─── Records for the task

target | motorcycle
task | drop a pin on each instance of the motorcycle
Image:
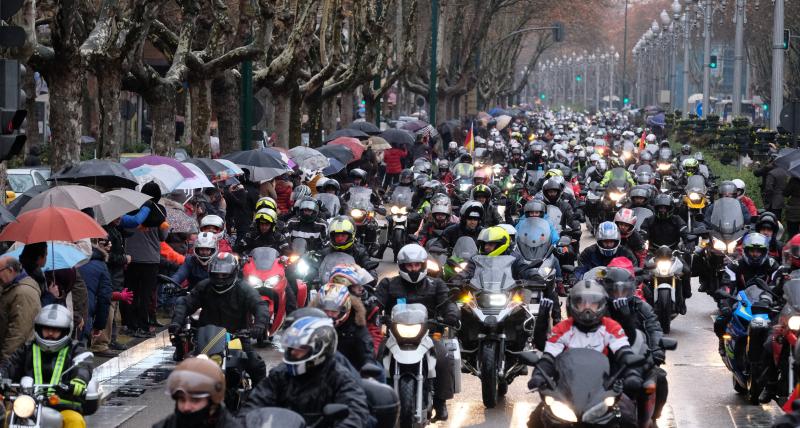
(265, 270)
(30, 402)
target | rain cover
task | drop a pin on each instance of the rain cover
(493, 273)
(727, 216)
(264, 257)
(360, 198)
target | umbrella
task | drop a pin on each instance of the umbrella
(338, 152)
(152, 160)
(347, 132)
(71, 196)
(366, 127)
(503, 121)
(60, 255)
(118, 203)
(308, 159)
(398, 137)
(334, 167)
(353, 144)
(199, 181)
(97, 172)
(52, 224)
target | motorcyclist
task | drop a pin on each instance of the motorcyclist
(311, 376)
(263, 233)
(198, 387)
(608, 246)
(195, 268)
(413, 286)
(307, 225)
(46, 357)
(227, 302)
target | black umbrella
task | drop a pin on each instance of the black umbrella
(365, 127)
(398, 137)
(347, 132)
(99, 172)
(338, 152)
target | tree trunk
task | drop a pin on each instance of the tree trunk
(225, 92)
(66, 114)
(109, 139)
(200, 95)
(282, 104)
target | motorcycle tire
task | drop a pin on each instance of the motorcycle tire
(407, 393)
(489, 384)
(664, 306)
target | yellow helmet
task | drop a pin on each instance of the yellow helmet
(342, 224)
(494, 235)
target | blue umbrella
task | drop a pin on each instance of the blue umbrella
(59, 256)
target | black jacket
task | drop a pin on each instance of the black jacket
(431, 292)
(231, 310)
(333, 382)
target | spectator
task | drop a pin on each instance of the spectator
(20, 302)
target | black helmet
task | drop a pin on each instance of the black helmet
(587, 305)
(222, 272)
(663, 200)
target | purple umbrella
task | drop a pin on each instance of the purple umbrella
(153, 160)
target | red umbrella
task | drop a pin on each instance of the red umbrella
(353, 144)
(52, 224)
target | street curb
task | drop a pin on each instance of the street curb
(126, 359)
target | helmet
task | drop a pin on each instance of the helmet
(222, 272)
(663, 200)
(625, 219)
(412, 253)
(480, 190)
(197, 378)
(587, 304)
(266, 202)
(608, 238)
(497, 236)
(740, 186)
(213, 221)
(307, 203)
(309, 342)
(53, 316)
(205, 241)
(358, 173)
(534, 206)
(756, 248)
(342, 225)
(335, 298)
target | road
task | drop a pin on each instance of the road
(701, 393)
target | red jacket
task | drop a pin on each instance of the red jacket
(393, 160)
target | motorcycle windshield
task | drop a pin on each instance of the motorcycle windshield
(493, 273)
(581, 374)
(465, 248)
(332, 260)
(726, 217)
(264, 257)
(463, 170)
(360, 199)
(401, 196)
(695, 184)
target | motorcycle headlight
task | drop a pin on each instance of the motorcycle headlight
(24, 406)
(794, 322)
(408, 331)
(255, 281)
(560, 410)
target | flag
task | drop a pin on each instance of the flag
(469, 143)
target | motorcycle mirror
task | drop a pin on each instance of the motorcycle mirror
(668, 343)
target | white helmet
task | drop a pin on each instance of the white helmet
(205, 240)
(412, 253)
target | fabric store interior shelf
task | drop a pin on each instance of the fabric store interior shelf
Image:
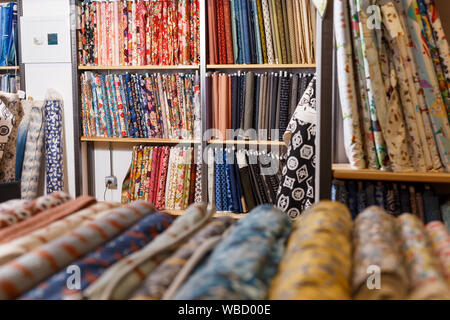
(217, 215)
(155, 141)
(149, 67)
(260, 66)
(246, 142)
(344, 171)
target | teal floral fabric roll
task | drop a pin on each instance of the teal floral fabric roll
(243, 265)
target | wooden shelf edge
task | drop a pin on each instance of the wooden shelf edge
(261, 66)
(217, 215)
(149, 67)
(345, 172)
(140, 140)
(246, 142)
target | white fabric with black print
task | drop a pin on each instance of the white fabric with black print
(296, 191)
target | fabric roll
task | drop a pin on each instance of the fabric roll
(15, 211)
(228, 33)
(431, 206)
(29, 242)
(268, 31)
(95, 263)
(425, 276)
(317, 264)
(50, 258)
(261, 31)
(45, 218)
(265, 230)
(297, 184)
(445, 209)
(125, 276)
(249, 100)
(22, 134)
(435, 104)
(347, 91)
(161, 278)
(440, 241)
(375, 244)
(13, 115)
(54, 155)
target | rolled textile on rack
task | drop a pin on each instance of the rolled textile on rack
(161, 278)
(347, 88)
(31, 241)
(317, 264)
(54, 142)
(445, 209)
(32, 161)
(11, 103)
(244, 263)
(15, 211)
(52, 257)
(440, 240)
(375, 244)
(424, 272)
(45, 218)
(125, 276)
(94, 264)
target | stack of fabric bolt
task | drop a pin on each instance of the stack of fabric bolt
(262, 102)
(141, 106)
(395, 198)
(395, 76)
(168, 177)
(261, 31)
(244, 179)
(137, 33)
(137, 252)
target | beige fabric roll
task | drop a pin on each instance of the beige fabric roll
(376, 246)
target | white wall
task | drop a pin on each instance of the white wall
(40, 77)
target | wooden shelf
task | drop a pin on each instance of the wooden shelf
(345, 172)
(155, 141)
(149, 67)
(217, 215)
(260, 66)
(246, 142)
(9, 68)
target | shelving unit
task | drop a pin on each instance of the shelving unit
(149, 67)
(155, 141)
(86, 145)
(260, 66)
(217, 215)
(345, 172)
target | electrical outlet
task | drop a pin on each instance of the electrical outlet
(111, 182)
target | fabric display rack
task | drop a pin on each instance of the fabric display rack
(9, 48)
(11, 74)
(196, 73)
(138, 252)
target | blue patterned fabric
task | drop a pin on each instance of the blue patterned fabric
(94, 264)
(54, 146)
(380, 195)
(431, 206)
(370, 194)
(245, 262)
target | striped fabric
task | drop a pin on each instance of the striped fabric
(15, 211)
(124, 277)
(29, 242)
(93, 265)
(22, 274)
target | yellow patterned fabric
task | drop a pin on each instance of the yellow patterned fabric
(317, 264)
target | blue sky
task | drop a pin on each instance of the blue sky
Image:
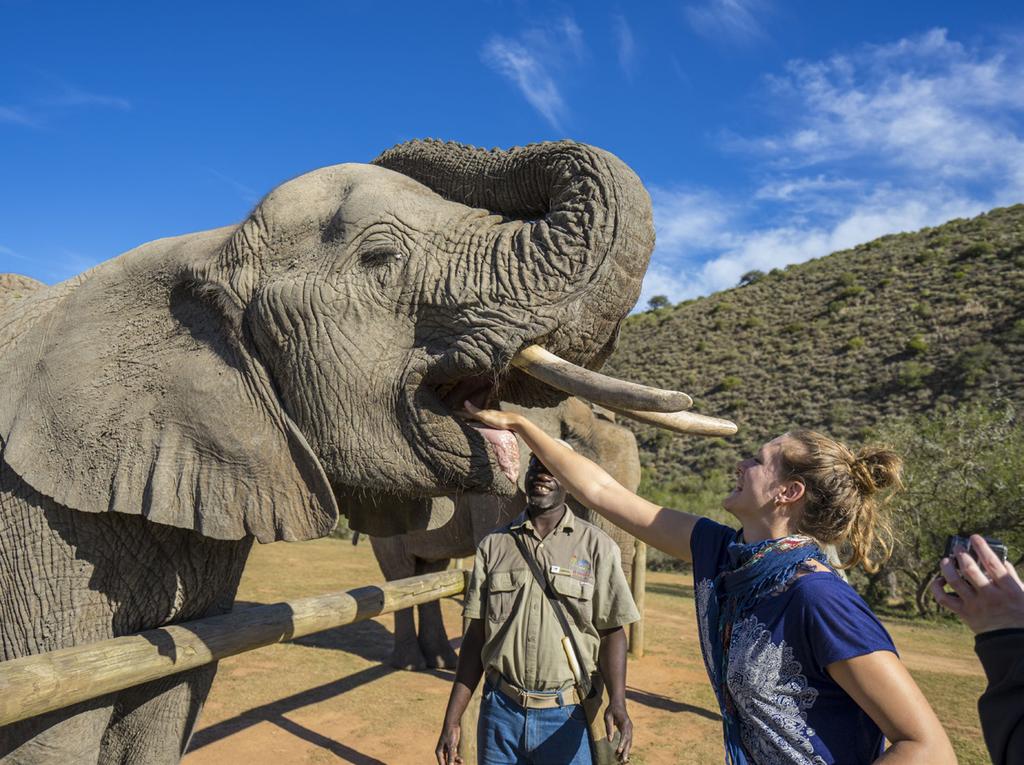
(767, 132)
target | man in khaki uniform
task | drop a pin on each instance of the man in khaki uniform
(530, 712)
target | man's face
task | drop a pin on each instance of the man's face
(543, 490)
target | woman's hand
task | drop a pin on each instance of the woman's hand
(448, 746)
(494, 418)
(989, 596)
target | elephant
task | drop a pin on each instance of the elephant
(14, 287)
(592, 431)
(170, 407)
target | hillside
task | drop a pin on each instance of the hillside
(901, 325)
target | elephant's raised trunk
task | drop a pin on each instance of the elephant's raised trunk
(581, 211)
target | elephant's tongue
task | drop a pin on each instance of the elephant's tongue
(506, 449)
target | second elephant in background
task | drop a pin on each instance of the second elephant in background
(592, 431)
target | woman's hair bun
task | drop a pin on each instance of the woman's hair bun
(875, 469)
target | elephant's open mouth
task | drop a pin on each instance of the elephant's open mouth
(438, 404)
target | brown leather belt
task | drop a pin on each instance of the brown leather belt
(534, 699)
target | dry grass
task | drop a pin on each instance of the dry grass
(331, 697)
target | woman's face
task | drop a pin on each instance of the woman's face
(758, 481)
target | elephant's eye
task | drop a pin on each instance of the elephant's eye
(380, 256)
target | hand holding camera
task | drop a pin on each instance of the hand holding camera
(987, 591)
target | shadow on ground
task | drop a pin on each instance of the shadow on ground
(676, 591)
(657, 702)
(368, 640)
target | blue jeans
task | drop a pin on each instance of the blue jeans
(509, 734)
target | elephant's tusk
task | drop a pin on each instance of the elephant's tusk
(682, 422)
(595, 387)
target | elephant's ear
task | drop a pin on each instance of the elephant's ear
(124, 391)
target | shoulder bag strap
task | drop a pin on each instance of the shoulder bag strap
(556, 604)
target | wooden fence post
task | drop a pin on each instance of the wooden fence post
(639, 590)
(33, 685)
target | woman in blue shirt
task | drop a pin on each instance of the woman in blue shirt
(803, 670)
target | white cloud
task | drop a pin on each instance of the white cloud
(72, 96)
(729, 19)
(6, 252)
(625, 43)
(16, 116)
(707, 248)
(531, 61)
(887, 138)
(927, 107)
(58, 98)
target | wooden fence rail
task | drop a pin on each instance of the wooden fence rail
(33, 685)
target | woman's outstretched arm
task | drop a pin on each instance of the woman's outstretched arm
(663, 527)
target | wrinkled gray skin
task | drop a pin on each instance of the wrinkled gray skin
(592, 431)
(165, 409)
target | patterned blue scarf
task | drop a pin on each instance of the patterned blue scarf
(754, 571)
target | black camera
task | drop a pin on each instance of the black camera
(963, 544)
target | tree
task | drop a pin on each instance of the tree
(963, 474)
(658, 301)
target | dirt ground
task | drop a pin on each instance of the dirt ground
(332, 696)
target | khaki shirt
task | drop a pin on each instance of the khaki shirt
(522, 635)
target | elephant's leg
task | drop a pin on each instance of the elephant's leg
(407, 653)
(396, 562)
(152, 723)
(70, 735)
(432, 636)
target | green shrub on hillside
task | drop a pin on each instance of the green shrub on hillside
(977, 250)
(924, 310)
(730, 383)
(963, 475)
(973, 364)
(916, 344)
(913, 375)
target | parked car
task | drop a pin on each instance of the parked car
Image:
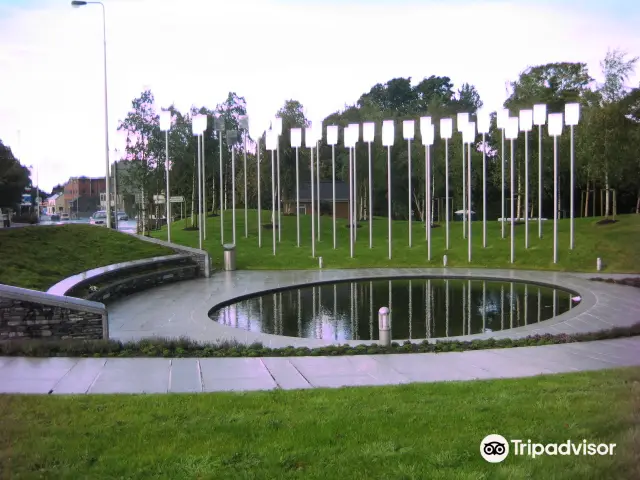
(100, 218)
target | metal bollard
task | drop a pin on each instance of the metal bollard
(384, 327)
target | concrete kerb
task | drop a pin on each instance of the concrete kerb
(202, 256)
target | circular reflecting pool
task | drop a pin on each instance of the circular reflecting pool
(420, 308)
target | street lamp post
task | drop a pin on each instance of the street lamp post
(539, 119)
(272, 144)
(310, 143)
(368, 135)
(77, 4)
(572, 116)
(484, 124)
(332, 139)
(408, 132)
(296, 142)
(446, 132)
(427, 133)
(511, 133)
(555, 130)
(526, 125)
(469, 136)
(462, 121)
(388, 136)
(165, 126)
(501, 122)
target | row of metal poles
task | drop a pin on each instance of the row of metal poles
(510, 127)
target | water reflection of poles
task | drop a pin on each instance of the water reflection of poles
(446, 302)
(299, 315)
(484, 307)
(511, 305)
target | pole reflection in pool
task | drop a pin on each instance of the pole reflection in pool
(446, 301)
(511, 306)
(484, 306)
(501, 307)
(410, 308)
(469, 298)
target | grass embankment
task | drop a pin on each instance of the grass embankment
(404, 432)
(613, 243)
(38, 257)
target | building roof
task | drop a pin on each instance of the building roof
(326, 191)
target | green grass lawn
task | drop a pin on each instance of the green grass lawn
(401, 432)
(37, 257)
(614, 243)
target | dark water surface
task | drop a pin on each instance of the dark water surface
(420, 308)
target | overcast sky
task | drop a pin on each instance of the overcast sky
(322, 53)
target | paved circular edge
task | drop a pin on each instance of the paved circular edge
(182, 309)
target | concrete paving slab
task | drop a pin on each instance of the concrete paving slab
(133, 375)
(80, 378)
(27, 368)
(185, 376)
(285, 374)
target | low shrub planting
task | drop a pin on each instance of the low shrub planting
(184, 347)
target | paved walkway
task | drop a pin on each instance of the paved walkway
(181, 309)
(162, 375)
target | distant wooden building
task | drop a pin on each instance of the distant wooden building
(326, 199)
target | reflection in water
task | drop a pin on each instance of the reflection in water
(422, 308)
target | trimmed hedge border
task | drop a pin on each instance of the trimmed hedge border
(184, 347)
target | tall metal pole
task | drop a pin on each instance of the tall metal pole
(484, 195)
(446, 193)
(167, 195)
(199, 193)
(502, 181)
(279, 215)
(526, 189)
(428, 194)
(221, 191)
(571, 241)
(389, 194)
(464, 191)
(469, 196)
(351, 195)
(313, 206)
(273, 200)
(318, 183)
(370, 212)
(297, 197)
(246, 207)
(540, 181)
(333, 180)
(204, 189)
(259, 195)
(409, 168)
(555, 199)
(233, 191)
(512, 203)
(106, 115)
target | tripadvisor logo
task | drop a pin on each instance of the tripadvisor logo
(495, 448)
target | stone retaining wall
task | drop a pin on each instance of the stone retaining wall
(31, 314)
(199, 256)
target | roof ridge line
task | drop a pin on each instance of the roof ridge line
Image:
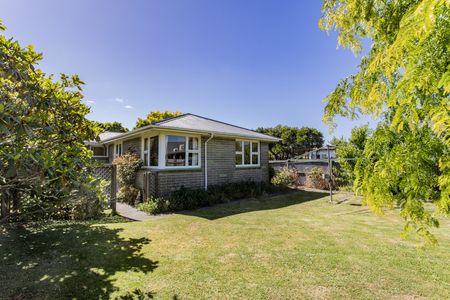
(228, 124)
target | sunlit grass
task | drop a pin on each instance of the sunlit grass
(289, 246)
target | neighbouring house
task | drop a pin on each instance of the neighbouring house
(190, 151)
(321, 153)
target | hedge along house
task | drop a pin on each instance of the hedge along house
(191, 151)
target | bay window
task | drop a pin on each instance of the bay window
(150, 151)
(182, 151)
(247, 153)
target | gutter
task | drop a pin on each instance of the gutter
(269, 139)
(206, 161)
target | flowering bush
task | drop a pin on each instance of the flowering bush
(285, 177)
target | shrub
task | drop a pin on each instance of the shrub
(128, 165)
(127, 194)
(154, 205)
(315, 179)
(285, 177)
(188, 198)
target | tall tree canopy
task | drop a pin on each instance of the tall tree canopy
(43, 160)
(404, 80)
(295, 141)
(156, 116)
(350, 151)
(113, 126)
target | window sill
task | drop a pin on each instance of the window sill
(248, 166)
(186, 168)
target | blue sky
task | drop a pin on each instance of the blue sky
(250, 63)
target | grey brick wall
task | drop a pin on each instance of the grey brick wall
(132, 145)
(221, 169)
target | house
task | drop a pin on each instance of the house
(190, 151)
(322, 152)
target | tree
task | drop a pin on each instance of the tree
(349, 152)
(295, 141)
(44, 164)
(113, 126)
(404, 80)
(156, 116)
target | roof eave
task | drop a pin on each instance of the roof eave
(216, 133)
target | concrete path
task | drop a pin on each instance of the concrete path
(132, 213)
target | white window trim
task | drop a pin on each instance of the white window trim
(186, 166)
(148, 136)
(162, 143)
(121, 149)
(251, 165)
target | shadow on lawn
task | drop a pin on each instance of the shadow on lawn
(248, 205)
(68, 261)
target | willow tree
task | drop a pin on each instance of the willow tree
(404, 79)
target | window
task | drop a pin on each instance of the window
(150, 151)
(154, 151)
(117, 150)
(247, 153)
(182, 151)
(98, 151)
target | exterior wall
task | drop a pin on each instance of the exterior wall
(132, 145)
(111, 152)
(221, 169)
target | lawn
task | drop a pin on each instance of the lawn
(289, 246)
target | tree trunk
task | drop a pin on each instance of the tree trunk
(4, 206)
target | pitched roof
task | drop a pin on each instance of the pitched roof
(108, 134)
(194, 123)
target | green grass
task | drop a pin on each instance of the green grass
(289, 246)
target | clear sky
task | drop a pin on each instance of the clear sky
(251, 63)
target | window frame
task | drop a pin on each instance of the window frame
(143, 151)
(187, 151)
(162, 149)
(116, 154)
(242, 153)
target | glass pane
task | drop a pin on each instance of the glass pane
(238, 146)
(145, 144)
(175, 151)
(254, 147)
(246, 153)
(238, 158)
(193, 143)
(154, 151)
(98, 151)
(193, 159)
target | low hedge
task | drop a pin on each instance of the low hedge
(188, 198)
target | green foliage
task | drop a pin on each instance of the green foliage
(405, 80)
(315, 179)
(154, 205)
(128, 165)
(295, 141)
(44, 165)
(156, 116)
(285, 177)
(351, 149)
(113, 127)
(187, 198)
(127, 194)
(401, 169)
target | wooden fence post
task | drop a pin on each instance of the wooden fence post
(113, 188)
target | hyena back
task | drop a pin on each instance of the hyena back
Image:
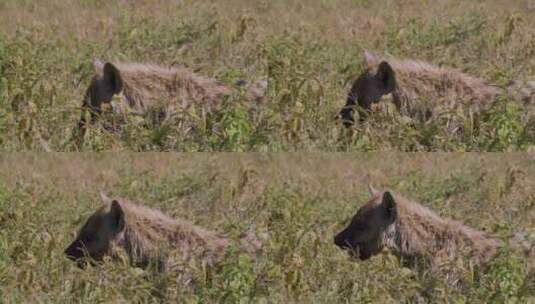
(146, 236)
(151, 89)
(419, 89)
(412, 232)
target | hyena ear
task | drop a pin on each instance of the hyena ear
(372, 190)
(369, 59)
(117, 215)
(112, 78)
(387, 76)
(389, 206)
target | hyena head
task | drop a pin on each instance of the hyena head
(369, 229)
(96, 238)
(104, 86)
(368, 89)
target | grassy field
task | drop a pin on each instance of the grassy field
(309, 51)
(295, 202)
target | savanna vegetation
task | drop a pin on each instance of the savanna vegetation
(294, 203)
(308, 51)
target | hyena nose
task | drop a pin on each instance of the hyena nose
(340, 241)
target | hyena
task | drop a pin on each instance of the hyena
(413, 233)
(147, 89)
(147, 237)
(420, 90)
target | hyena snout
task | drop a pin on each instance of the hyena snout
(344, 241)
(347, 117)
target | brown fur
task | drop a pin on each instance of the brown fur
(151, 89)
(422, 86)
(146, 236)
(411, 231)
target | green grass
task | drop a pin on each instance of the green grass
(309, 51)
(295, 202)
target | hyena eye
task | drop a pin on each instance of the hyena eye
(87, 239)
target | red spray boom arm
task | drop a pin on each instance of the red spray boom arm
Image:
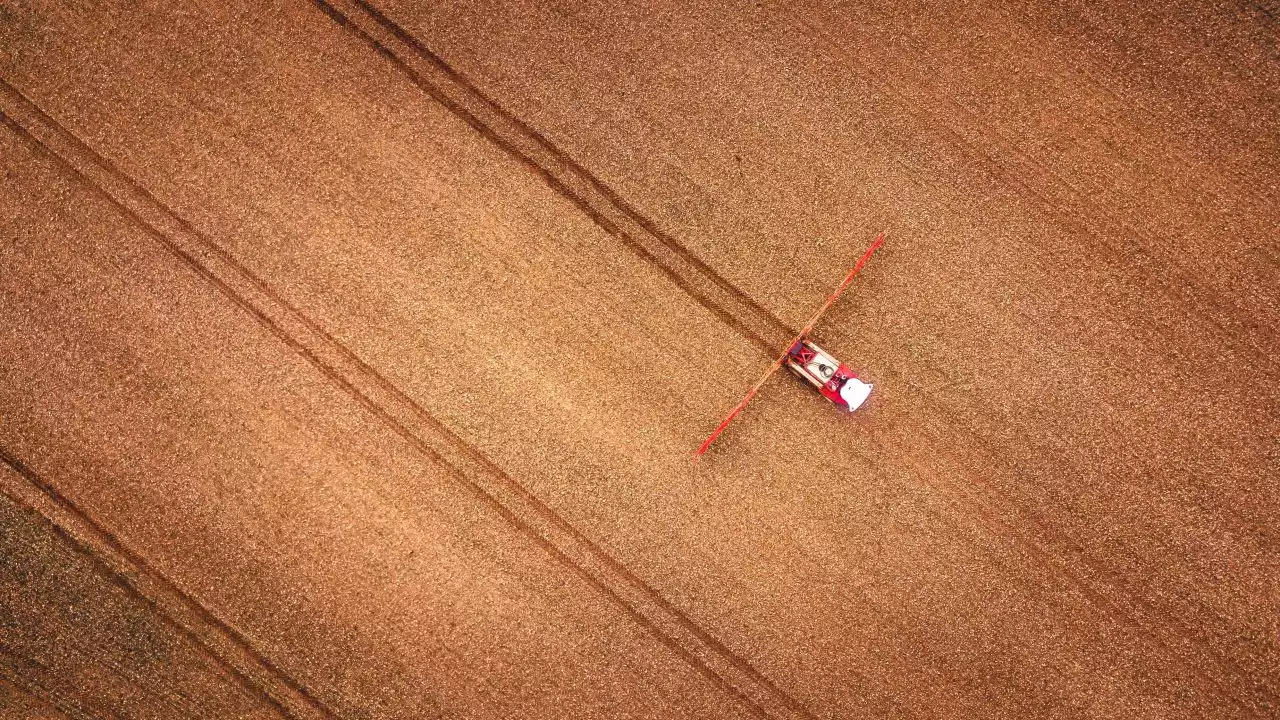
(755, 388)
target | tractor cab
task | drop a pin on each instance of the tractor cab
(830, 377)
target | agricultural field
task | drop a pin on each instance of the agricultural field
(353, 355)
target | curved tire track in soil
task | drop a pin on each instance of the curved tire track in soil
(718, 295)
(471, 468)
(133, 574)
(562, 173)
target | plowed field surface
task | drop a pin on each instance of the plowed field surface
(352, 356)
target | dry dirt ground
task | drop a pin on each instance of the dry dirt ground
(352, 355)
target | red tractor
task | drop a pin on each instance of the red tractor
(835, 381)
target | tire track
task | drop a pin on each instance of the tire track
(603, 205)
(566, 176)
(470, 468)
(135, 575)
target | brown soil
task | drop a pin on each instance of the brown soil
(352, 356)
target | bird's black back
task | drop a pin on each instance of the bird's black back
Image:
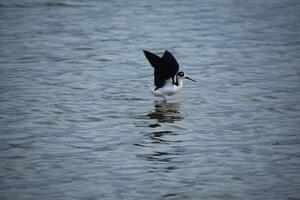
(164, 68)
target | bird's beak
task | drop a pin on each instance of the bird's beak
(190, 79)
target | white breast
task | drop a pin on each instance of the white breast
(168, 89)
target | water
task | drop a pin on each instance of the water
(78, 123)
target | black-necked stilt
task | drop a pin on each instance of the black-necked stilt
(167, 79)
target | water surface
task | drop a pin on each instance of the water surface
(77, 121)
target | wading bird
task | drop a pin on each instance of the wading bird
(167, 77)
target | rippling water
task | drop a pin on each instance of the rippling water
(78, 123)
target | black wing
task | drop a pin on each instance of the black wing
(164, 68)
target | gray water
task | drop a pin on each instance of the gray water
(77, 121)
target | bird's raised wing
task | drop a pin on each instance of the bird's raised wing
(164, 68)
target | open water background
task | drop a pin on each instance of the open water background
(76, 120)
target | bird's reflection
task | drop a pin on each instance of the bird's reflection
(165, 112)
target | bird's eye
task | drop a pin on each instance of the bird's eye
(181, 74)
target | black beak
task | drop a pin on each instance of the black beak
(190, 79)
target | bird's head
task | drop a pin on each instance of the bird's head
(182, 75)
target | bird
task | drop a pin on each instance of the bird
(168, 80)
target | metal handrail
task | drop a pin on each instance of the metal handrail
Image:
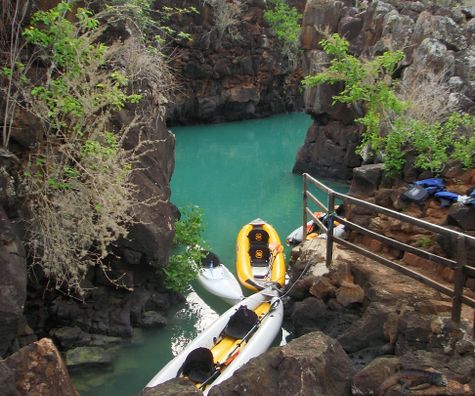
(462, 269)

──────

■ Problem details:
Starting at the line holding "target | wading bird" and continuing through the end of the rows, inclusive, change "drop a pin" to "place a marker" and give those lines again with nothing else altered. Leave the pictures out.

■ The solution:
target | wading bird
task | place a marker on each instance of the wading bird
(167, 77)
target | rippling water
task | place a marker on each instance of the rippling water
(78, 123)
target | black wing
task | place a marker on each instance of the black wing
(164, 68)
target | gray water
task | place a marker on each instance of the gray water
(77, 121)
target | bird's raised wing
task | place a marker on each instance of the bird's raised wing
(164, 68)
target | open water background
task | place a marker on each instance of the open water background
(76, 120)
target | bird's reflection
task | place a marker on each instance of the bird's reflection
(165, 112)
target | bird's eye
task | place a marker on each instance of the bird's eye
(181, 74)
target | black beak
task | place a marker on each instance of the black beak
(190, 79)
target | bird's head
task | place a marker on each instance of the bird's head
(182, 75)
target | bird
task | place a marker on each instance of the bird
(168, 80)
target | metal handrail
task | place a marker on each instance of the metal handrail
Image:
(462, 269)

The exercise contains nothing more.